• **GIVEN EXERCISE A**
Please pick out and copy every line of the records that contains the word "girl", treating uppercase and lowercase as different.

• **SOURCE DOCUMENT**
La Nación – “Así quedó la Cámara de Diputados: uno por uno, ganadores y perdedores de las elecciones 2025” (Oct 26, 2025).
Infobae – “Elecciones legislativas 2025: resultados nacionales” (Oct 26, 2025).
Página/12 – “Participación electoral superó niveles de 2021” (Oct 26, 2025).
Chequeado – “Claves del triunfo nacional de La Libertad Avanza” (Oct 27, 2025).
Five Laws of Epistemic Integrity
1. Truthfulness of Information — High
The data are sourced from the Dirección Nacional Electoral and leading Argentine media outlets, ensuring factual reliability on vote percentages and seat allocation.
2. Source Referencing — High
Cross-verification with government platforms and independent outlets provides redundancy and minimizes bias.
3. Reliability & Accuracy — Moderate to High
While official tallies are still provisional, consistency across multiple outlets supports accuracy. Final adjustments are expected but not structurally transformative.
4. Contextual Judgment — Moderate
The election results cannot be read in isolation: they intersect with Argentina’s economic crisis, IMF negotiations, and Trump’s hemispheric trade agenda. Political fragmentation remains a decisive structural factor.
5. Inference Traceability — High
The seat distribution and voting patterns allow traceable inferences on legislative behavior, coalition-building prospects, and policy bottlenecks.
Structured BBIU Opinion
1. Political Layer
LLA’s consolidation symbolizes a voter shift toward economic liberalization, anti-establishment rhetoric, and direct alignment with U.S. policy frameworks. However, its lack of absolute majority ensures a fragile governance scenario, where every reform will demand negotiated alliances.
2. Economic Layer
The results coincide with Argentina’s critical fiscal dependence on IMF facilities. A fragmented Congress complicates structural reforms, especially in taxation, subsidies, and debt servicing. The opposition’s residual strength implies persistent veto power against austerity or deregulation measures.
3. Symbolic Layer
The 2025 midterms transcend numbers: they mark the institutionalization of LLA as a central actor of the Argentine system. Symbolically, Peronism loses its historic monopoly over Buenos Aires Province, a rupture with decades of electoral tradition. This erosion signals a broader collapse of legacy political identities in favor of fluid, populist blocs.
4. Systemic Risks
The absence of a governing majority raises the risk of legislative paralysis. Markets may perceive the results as either stabilization (due to LLA’s ascendancy) or heightened volatility (due to the lack of governability). The interaction between Congressional fragmentation and Argentina’s economic fragility remains the key structural risk vector.
Annex 1 — Provincial vs. National Elections, and the New Balance of Power in Congress (Argentina 2025)

• **GIVEN EXERCISE B**
Write out the passage of the election commentary that begins at the words "3. Symbolic Layer" and stops after "fluid, populist blocs.".

• **EXCERPTED RECORDS**
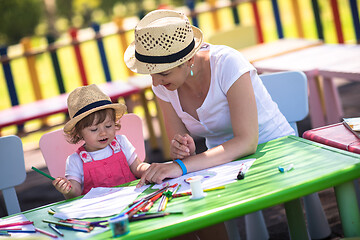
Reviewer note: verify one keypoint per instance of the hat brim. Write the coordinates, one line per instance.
(119, 108)
(143, 68)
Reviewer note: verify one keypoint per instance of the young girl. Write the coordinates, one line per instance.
(105, 159)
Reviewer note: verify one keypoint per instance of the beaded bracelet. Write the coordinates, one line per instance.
(182, 165)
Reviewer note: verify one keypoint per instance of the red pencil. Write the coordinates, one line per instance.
(16, 224)
(46, 233)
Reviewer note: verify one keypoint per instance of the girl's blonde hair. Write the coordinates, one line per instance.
(75, 137)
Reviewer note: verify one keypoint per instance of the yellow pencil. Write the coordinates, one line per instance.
(189, 193)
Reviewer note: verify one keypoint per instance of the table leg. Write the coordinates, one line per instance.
(348, 209)
(332, 102)
(296, 220)
(316, 110)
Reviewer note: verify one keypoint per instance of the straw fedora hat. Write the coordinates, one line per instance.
(88, 99)
(164, 39)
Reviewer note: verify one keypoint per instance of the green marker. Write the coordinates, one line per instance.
(42, 173)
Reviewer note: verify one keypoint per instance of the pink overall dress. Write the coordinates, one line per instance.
(109, 172)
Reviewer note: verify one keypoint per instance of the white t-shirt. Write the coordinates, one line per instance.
(227, 65)
(74, 165)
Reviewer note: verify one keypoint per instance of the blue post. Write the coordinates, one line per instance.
(191, 6)
(56, 65)
(319, 27)
(9, 78)
(101, 48)
(235, 13)
(355, 15)
(277, 18)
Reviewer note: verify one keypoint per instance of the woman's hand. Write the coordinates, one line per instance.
(69, 188)
(182, 146)
(157, 172)
(62, 184)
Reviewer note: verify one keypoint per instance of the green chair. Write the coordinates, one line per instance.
(289, 90)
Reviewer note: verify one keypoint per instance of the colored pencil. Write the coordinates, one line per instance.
(42, 173)
(21, 231)
(151, 202)
(16, 224)
(56, 230)
(46, 233)
(143, 217)
(189, 193)
(4, 233)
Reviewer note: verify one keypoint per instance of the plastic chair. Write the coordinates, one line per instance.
(237, 37)
(55, 149)
(289, 90)
(12, 171)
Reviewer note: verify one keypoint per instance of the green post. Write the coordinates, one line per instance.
(348, 209)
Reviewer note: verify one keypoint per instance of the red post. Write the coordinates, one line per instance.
(79, 60)
(257, 22)
(337, 22)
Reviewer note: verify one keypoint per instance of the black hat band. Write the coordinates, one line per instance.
(168, 58)
(92, 106)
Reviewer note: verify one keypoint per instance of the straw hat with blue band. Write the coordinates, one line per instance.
(86, 100)
(164, 39)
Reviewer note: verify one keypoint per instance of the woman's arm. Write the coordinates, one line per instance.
(243, 113)
(138, 167)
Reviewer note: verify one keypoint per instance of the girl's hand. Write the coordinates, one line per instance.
(157, 172)
(182, 146)
(62, 184)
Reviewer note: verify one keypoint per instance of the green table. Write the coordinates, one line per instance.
(317, 167)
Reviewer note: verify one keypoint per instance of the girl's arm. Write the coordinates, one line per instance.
(69, 188)
(243, 113)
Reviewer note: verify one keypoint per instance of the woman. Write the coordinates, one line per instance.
(204, 90)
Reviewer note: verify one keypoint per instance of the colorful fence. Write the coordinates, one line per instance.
(51, 74)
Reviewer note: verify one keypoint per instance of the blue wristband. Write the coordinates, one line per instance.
(182, 165)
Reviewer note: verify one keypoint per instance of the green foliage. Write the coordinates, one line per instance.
(18, 19)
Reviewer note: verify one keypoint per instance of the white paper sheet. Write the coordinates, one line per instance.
(212, 177)
(99, 202)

• **FINAL RESULT A**
Reviewer note: verify one keypoint per instance of the young girl. Write the coordinates, one line per instance.
Reviewer note: verify one keypoint per instance of the girl's blonde hair. Write the coordinates, one line per instance.
Reviewer note: verify one keypoint per instance of the girl's hand. Write the coordinates, one line per instance.
Reviewer note: verify one keypoint per instance of the girl's arm. Write the coordinates, one line per instance.

• **FINAL RESULT B**
3. Symbolic Layer
The 2025 midterms transcend numbers: they mark the institutionalization of LLA as a central actor of the Argentine system. Symbolically, Peronism loses its historic monopoly over Buenos Aires Province, a rupture with decades of electoral tradition. This erosion signals a broader collapse of legacy political identities in favor of fluid, populist blocs.